**EXERCISE TEXT**
In 1187, the army of Saladin, the Ayyubid sultan of Egypt and Syria, recaptured Jerusalem for the Muslim world by defeating the Christian Crusaders at the Battle of Hattin in Galilee. Under the Hohenstaufen Emperor Frederick II, the Crusaders briefly retook Jerusalem in the Sixth Crusade (1228–1229), but the trend was irreversible, and by 1244 the City of David had been permanently lost to the Muslims. This reverse, followed by further defeats and the later catastrophe of the bubonic plague, fostered a fertile ground for the spread of legends such as that of the Emperor Prester John.
Ruler of a vast empire, Prester John had been expected to fight on the side of the Crusaders. Manuel Commenus, the Byzantine Emperor, had received a letter to that effect, and Pope Alexander III reportedly replied to it in 1177, but received no answer. However, the legend of Prester John ruling over a fabulous empire spread like wildfire across a credulous world; and when no such empire was found in one country, the location of his dominion shifted to another, and eventually to the Christian kingdom of Ethiopia in Africa. The emperor was described as a splendid ruler, long-lived and immune to affliction, who drank from a fountain that restored youth and ate from a magical table that replenished itself. His subjects, also benefitting from the fountain, lived for extraordinarily long periods, two to three centuries in some cases. The emperor owned forests of pepper, cinnamon, cloves, and ginger, which in medieval pharmacology were vital medicines that protected against disease and death.

**WHAT YOU NEED TO DO**
1. Reproduce the passage on Prester John between "In 1187, the" and "Emperor Prester John.", inclusive.
2. List every spice that the passage on Prester John says the emperor owned forests of.
3. Carry the passage on Prester John forward from its final sentence.

**Dataset excerpts**
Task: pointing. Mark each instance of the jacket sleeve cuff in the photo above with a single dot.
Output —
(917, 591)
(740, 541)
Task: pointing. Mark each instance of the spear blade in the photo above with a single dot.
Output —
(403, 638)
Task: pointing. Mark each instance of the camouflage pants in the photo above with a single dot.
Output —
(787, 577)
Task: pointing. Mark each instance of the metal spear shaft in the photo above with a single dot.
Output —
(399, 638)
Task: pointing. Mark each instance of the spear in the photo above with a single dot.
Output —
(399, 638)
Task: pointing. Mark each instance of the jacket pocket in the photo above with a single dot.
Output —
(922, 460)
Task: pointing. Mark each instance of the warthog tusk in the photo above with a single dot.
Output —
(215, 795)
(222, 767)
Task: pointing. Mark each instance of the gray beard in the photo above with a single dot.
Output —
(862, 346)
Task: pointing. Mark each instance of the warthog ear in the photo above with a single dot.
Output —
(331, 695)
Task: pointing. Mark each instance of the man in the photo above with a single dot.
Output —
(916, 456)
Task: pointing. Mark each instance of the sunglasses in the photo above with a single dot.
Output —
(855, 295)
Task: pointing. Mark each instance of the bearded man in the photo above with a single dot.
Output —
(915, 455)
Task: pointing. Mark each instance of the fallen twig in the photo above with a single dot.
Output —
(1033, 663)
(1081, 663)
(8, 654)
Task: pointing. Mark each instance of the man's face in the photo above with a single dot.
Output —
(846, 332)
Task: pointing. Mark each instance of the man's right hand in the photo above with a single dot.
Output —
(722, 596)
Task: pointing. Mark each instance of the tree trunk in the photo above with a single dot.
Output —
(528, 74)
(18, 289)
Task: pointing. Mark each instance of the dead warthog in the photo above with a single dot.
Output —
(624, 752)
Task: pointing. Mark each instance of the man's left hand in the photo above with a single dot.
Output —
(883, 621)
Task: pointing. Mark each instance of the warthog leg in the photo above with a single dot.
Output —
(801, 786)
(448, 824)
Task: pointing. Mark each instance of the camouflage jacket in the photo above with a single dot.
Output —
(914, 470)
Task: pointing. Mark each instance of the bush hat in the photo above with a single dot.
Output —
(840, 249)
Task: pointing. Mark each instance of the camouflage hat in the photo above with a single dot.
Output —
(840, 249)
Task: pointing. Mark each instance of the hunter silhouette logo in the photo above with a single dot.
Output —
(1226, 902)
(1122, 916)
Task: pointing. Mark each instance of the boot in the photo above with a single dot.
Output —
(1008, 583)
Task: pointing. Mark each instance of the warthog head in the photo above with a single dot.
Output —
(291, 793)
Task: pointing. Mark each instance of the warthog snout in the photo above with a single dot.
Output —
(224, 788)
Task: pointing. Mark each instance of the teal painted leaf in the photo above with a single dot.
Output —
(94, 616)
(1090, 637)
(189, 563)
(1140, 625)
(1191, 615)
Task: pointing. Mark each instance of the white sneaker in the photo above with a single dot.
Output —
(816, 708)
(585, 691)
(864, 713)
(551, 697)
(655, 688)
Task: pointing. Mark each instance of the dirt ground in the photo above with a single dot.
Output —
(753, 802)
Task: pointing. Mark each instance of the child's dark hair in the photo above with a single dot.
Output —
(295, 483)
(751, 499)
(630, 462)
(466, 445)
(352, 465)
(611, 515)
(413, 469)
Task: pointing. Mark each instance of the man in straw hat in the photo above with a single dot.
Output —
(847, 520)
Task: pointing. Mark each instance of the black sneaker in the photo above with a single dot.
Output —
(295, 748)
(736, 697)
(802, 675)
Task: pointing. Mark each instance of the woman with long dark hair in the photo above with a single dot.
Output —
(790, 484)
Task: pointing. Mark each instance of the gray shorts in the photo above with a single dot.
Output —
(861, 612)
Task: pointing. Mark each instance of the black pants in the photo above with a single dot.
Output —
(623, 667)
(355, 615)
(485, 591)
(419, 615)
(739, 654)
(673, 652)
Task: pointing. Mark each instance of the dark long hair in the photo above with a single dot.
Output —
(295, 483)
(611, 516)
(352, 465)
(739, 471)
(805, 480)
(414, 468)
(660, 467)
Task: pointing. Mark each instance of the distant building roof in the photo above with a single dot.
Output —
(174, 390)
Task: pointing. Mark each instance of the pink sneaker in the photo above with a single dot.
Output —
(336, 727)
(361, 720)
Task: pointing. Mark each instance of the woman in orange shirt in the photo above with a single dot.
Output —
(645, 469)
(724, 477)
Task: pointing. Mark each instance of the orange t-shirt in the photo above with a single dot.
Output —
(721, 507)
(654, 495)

**YOUR RESPONSES**
1.
In 1187, the army of Saladin, the Ayyubid sultan of Egypt and Syria, recaptured Jerusalem for the Muslim world by defeating the Christian Crusaders at the Battle of Hattin in Galilee. Under the Hohenstaufen Emperor Frederick II, the Crusaders briefly retook Jerusalem in the Sixth Crusade (1228–1229), but the trend was irreversible, and by 1244 the City of David had been permanently lost to the Muslims. This reverse, followed by further defeats and the later catastrophe of the bubonic plague, fostered a fertile ground for the spread of legends such as that of the Emperor Prester John.

2. pepper, cinnamon, cloves, ginger

3.
The story of Prester John was also published in a book allegedly written by the Englishman Sir John Mandeville around 1366, believed to be a plagiarism of earlier French authors. The book describes the emperor as also being a Christian priest, with ancestors including one of the three Magi as well as the queen of Sheba. His empire was vast, with 72 dependent kingdoms. He possessed massive military power and untold wealth. The sultan of Cairo paid him tribute for his power to change the course of the Nile. Rivers running with gemstones coursed through his realm, and he had a table of emerald at which thirty thousand guests dined daily. The emperor possessed many “noble cities and good towns in his realm”, and many great and diverse islands, “all very good and very rich”, with cloths of gold, silk, spices, and all sorts of valuable precious stones.
The search for this mythical king later motivated Portuguese maritime explorations in the 15th and 16th centuries, with King Manuel I of Portugal seeking to discover new riches and territories. Reflecting the limited knowledge of the time, the legend of Prester John needs to be seen not merely as a curiosity of medieval credulity, but as the story of a susceptible population looking for help. The myth of Prester John spread as one of the most widely copied documents of the medieval period, translated into dozens of languages and disseminated across pious monasteries, among learned scholars, and to the royal courts of Europe.